** Extract to read **
⟨

I had just finished my second test in medical school. I flopped down next to a fellow student I met barely a month ago, exasperated and on the verge of tears. I was exhausted and quickly becoming emotional, realizing I was too uncertain about a (large) handful of those musculoskeletal questions. As I fidgeted and wrung my hands I asked her, “Is this what it’s going to be like?” I already felt incompetent and fearful, after being flung into the first month of classes head first.
I had always been on the quieter side of the spectrum in class, even during the Master’s courses I completed before medical school. I was able to slip away from group activities when I wanted to, relieving the pressure of feeling like I always had to perform exceptionally in front of others. Going into medicine changed that. With our daily lectures, weekly courses on doctoring, volunteering and shadowing in various locations, one always has to be on point and presentable. There is no way of stealthily heading for the back door of the cadaver lab early, or of not getting your hands on the scalpel at least one time during our two-hour sessions. Basically, medical school forces you to be completely there. Students and professors look to you—to pay attention, to be interested, to be accountable.
At the first health fair I volunteered at, a fellow student and I were assigned the task of taking patients’ blood pressures and doing an occasional HPI. Any time I walked through the main lobby, the undergraduates manning the registration table would greet me with a quick “Hi Doctor!” I laughed and told them that I was barely a doctor, but they just shrugged me off and persisted with the formality. If they had only seen me fumbling with the first few blood pressure readings, maybe they would have changed their minds. Only a week or so later I was studying at the umpteenth local café when the barista saw me in my scrubs, anatomy books in tow, and handed me a free latte. He explained that I looked like someone who was going to save a life. I appreciated the caffeine but brushed off his words and said, “I’m just a medical student!”

⟩

** Supplied information **
⟨

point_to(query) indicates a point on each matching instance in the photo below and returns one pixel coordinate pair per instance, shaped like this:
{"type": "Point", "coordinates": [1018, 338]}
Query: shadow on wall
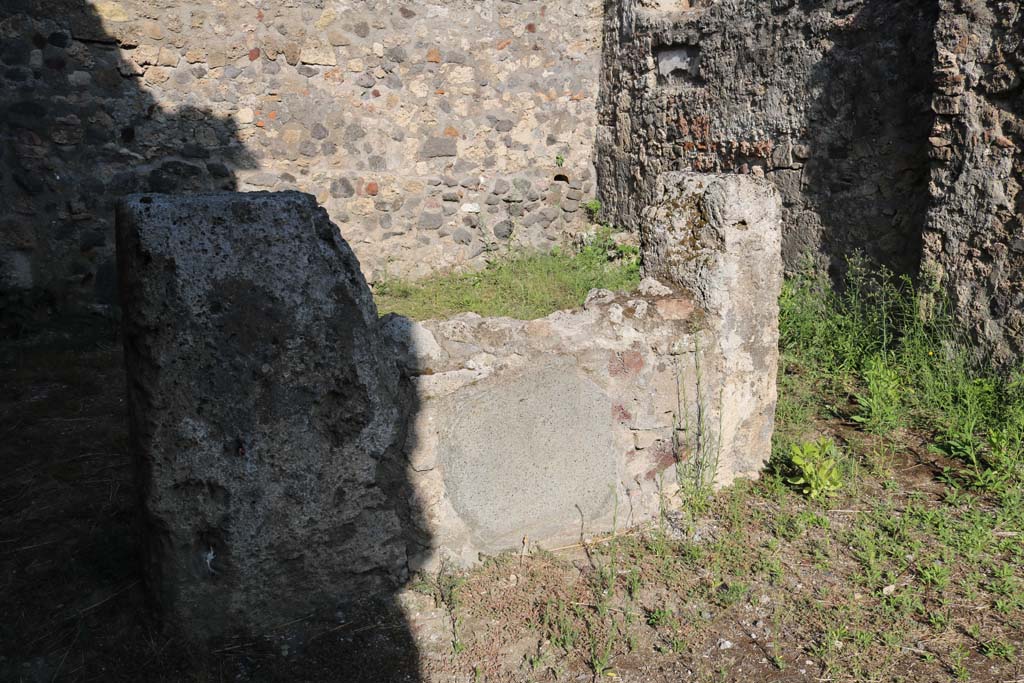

⟩

** Required actions **
1/ In the essay about starting medical school, list the three things that students and professors look to you to do.
2/ Pick up the essay about starting medical school after its final sentence and continue it in the same first-person voice.
The lines come from a separate source and are unrelated to the essay about starting medical school.

** Task-by-task results **
1/
- Pay attention
- Be interested
- Be accountable

2/
I walk confidently through the halls of the medical campus and the adjacent hospital, but I tend to look down more often when dressed in my white coat. I feel a bit like a fraud, as though I was given an award before accomplishing anything of worth. Maybe my feelings are a bit unwarranted—retrospectively, it was not a piece of cake being admitted to medical school. Rather than being bashful about the worth and responsibility that others see when I slip on my white coat, I am beginning to feel humbled but driven. Driven by the trust others have in me and my budding medical knowledge. Accepting that yes, in fact, people do see you differently when you sling that stethoscope around your neck. Somehow having ‘MD Candidate’ in the signature line of my email has changed a lot; I emailed dozens of professors regarding projects and volunteer opportunities, and all of them have responded in a timely manner. Call that a coincidence, but I distinctly remember having trouble receiving interested responses as an undergraduate despite my various well-crafted pleas for a research position.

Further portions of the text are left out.